> [SECTION DE TEXTE]:
Le lendemain, notre cuisinier est arrivé à la maison en disant « la maladie est arrivée… ». Il a fallu lui apprendre les gestes barrières et comme ceux-ci sont difficiles à mettre en place dans sa famille, nous avons choisi en communauté qu’il ne vienne plus que 3 jours par semaine et qu’il ne fasse plus la cuisine. Il continue de faire le marché où la promiscuité est courante et nous nous occupons de passer l’ensemble des achats à l’eau javellisée…

Lavabo à l’entrée de la concession

Nous avons aussi discuté en communauté sur ce que nous allions essayer de mettre en place à la maison comme geste barrière. Ainsi nous avons installé un système avec de l’eau pour permettre à toute personne entrant ou sortant de la concession de se laver les mains avec du savon et une eau javellisée (la bonne odeur des piscines françaises !).

Nous nous sommes lancées dans la confection de masques en tissu à partir des matières que nous avions à la maison. Et Leo, une sœur de la communauté, a accompagné l’atelier couture de la paroisse pour en réaliser pour le personnel soignant de l’hôpital et des centres de santé de Bitkine. Ce ne sont pas des masques médicaux mais c’est mieux que rien !

> [CONSIGNE DE TRAVAIL]:
Rédigez la suite du récit sur les gestes barrières adoptés par la communauté, en reprenant juste après sa dernière phrase. Le listing ci-dessous constitue un matériau distinct du récit.

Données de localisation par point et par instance
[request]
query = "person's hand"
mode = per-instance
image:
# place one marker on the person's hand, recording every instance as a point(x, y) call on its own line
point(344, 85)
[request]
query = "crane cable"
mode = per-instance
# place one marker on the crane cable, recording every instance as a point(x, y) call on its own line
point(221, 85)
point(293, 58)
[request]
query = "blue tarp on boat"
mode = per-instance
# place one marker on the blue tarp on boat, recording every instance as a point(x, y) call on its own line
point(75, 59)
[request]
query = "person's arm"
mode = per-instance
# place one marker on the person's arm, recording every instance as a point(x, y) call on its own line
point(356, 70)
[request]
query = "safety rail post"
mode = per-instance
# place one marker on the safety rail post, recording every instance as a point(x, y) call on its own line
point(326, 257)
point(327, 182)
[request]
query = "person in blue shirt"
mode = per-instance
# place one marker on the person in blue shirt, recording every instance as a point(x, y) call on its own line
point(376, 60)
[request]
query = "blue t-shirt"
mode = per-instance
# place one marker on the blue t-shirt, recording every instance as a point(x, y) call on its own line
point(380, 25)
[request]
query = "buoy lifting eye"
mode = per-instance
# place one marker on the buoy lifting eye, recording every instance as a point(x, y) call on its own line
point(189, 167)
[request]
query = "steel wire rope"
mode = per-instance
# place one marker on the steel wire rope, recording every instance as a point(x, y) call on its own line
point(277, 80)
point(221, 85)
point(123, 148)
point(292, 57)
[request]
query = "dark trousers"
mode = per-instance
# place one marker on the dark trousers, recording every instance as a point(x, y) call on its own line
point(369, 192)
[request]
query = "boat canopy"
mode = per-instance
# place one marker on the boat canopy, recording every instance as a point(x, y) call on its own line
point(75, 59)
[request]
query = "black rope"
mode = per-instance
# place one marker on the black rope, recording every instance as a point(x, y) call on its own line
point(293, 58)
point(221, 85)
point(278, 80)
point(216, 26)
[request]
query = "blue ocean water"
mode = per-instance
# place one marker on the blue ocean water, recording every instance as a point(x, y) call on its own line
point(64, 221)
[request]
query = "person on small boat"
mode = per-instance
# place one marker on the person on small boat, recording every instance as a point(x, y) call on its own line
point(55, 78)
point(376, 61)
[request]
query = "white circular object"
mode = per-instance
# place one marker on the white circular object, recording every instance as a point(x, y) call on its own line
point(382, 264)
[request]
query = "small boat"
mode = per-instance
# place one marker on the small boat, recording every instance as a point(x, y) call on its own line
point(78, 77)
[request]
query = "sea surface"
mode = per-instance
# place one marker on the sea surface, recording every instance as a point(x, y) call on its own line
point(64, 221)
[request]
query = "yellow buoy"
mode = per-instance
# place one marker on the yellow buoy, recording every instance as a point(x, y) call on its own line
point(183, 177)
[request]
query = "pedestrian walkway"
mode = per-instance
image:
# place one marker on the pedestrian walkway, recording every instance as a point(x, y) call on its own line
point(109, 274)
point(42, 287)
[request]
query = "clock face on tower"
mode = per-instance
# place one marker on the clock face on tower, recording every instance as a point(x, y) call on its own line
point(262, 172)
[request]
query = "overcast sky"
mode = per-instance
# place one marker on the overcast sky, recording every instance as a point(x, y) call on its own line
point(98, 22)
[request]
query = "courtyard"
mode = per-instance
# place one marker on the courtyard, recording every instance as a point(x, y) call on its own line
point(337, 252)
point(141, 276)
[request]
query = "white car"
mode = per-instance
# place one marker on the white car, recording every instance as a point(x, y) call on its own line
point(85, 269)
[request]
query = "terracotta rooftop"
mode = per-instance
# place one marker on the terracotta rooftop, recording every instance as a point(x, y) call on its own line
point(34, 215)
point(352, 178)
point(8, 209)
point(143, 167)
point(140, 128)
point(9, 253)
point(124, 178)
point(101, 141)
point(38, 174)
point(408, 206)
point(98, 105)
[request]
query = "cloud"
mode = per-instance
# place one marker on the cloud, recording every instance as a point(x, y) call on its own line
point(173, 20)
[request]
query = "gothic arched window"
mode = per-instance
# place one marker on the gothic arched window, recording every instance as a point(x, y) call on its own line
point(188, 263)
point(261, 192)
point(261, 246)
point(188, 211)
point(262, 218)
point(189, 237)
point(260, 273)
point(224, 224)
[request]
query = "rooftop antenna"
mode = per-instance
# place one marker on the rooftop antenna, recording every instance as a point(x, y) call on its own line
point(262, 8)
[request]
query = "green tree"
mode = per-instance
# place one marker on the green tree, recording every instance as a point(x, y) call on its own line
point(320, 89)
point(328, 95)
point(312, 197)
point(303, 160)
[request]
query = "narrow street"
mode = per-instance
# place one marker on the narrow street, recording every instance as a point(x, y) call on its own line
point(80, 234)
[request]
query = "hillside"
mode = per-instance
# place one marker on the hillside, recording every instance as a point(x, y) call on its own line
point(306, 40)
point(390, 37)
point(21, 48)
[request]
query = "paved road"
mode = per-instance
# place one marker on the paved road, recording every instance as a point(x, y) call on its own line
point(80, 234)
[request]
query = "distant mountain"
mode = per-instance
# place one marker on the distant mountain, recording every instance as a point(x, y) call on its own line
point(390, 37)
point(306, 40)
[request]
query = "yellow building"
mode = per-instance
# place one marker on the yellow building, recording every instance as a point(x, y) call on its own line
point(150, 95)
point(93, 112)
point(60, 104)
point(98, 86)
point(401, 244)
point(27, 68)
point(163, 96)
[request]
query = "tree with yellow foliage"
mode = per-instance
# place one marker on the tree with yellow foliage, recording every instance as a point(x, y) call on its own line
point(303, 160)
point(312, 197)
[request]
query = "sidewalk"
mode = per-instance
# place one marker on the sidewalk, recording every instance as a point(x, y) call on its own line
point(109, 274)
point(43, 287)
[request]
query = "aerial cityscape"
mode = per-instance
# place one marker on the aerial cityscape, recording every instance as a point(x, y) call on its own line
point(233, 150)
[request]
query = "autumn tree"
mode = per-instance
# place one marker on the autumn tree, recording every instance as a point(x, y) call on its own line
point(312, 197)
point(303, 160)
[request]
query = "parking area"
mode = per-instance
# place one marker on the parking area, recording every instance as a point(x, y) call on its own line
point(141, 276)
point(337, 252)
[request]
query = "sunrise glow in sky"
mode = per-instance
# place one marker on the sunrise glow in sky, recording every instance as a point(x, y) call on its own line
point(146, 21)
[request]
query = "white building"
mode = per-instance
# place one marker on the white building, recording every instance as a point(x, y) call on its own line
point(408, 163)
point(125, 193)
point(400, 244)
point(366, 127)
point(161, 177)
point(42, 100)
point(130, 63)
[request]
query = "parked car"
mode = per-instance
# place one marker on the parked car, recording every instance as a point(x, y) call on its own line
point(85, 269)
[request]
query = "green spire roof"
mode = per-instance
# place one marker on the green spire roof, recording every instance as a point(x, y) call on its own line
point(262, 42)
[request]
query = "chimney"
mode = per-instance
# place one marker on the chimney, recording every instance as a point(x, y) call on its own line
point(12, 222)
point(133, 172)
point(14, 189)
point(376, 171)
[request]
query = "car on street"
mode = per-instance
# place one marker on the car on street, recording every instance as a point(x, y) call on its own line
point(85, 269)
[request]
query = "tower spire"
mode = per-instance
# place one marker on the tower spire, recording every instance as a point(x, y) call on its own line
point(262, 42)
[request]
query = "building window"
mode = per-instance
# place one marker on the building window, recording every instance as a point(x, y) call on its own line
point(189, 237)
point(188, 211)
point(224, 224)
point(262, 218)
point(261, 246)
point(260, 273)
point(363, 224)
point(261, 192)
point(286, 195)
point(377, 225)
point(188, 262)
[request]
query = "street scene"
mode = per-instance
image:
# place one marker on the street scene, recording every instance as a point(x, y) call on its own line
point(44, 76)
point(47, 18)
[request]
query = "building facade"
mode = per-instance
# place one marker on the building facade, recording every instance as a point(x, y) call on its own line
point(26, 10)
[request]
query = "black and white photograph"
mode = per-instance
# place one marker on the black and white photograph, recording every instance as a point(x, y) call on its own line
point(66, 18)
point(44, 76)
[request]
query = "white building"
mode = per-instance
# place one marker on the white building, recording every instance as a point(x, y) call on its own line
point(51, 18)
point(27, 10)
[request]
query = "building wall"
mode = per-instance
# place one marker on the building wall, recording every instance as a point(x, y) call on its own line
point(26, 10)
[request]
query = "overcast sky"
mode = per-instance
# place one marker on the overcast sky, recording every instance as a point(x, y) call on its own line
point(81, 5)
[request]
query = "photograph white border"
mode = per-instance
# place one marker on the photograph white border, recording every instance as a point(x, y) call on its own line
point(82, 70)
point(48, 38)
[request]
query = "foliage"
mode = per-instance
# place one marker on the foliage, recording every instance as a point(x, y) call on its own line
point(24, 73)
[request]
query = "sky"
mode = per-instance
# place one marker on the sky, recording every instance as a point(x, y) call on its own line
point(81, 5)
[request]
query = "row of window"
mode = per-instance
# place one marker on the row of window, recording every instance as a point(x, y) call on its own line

> [ZONE DE RÉPONSE]:
Sakane

Une autre sœur, Marie-Thérèse, a continué à aller travailler à Mongo en mettant en place dans son bureau et avec ses collaborateurs les gestes barrières. Ainsi, des sakanes (sorte de « bouilloire » en plastique utilisée pour se laver les mains ou pour les ablutions) ont été achetés ainsi que du savon pour permettre à chacun un lavage fréquent des mains.

Et pour ma part, à l’école, la technologie n’est pas très développée – il est vrai qu’il n’y a pas l’électricité partout ! – et je n’ai pas la possibilité d’assurer une « continuité pédagogique » avec mes élèves. De même, les églises étant fermées et les rencontres interdites, la pastorale s’est trouvée très réduite. J’ai donc eu un changement d’activités. J’ai un peu continué en pastorale en créant des fiches pour des neuvaines, à diffuser dans les familles, et d’autres outils pour essayer de soutenir la prière familiale.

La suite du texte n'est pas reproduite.